Items drawn from a dataset:
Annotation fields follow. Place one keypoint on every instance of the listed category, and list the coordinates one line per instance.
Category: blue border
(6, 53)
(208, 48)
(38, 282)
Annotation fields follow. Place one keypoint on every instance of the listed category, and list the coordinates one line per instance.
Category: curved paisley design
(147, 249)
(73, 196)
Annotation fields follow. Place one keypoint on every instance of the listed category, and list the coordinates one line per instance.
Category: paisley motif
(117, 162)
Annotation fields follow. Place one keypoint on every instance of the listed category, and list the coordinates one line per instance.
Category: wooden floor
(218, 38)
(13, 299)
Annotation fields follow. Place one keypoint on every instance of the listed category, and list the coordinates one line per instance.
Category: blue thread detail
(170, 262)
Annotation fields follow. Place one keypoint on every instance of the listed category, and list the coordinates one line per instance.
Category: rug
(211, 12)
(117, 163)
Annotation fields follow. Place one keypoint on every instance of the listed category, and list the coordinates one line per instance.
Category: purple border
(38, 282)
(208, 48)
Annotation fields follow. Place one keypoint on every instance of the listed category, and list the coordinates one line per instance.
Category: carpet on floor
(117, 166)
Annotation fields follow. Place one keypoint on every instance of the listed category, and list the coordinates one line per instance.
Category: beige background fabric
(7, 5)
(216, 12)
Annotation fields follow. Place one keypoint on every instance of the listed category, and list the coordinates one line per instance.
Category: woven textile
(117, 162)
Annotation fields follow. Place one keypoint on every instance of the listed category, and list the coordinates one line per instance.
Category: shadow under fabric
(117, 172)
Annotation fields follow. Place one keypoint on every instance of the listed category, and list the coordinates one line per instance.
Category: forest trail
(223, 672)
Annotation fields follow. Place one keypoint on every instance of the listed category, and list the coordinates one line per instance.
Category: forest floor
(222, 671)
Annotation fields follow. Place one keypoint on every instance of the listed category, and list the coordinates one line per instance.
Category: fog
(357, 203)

Task requirements: Show each line of the items above that contains the word "border".

Task result:
Category: blue border
Category: purple border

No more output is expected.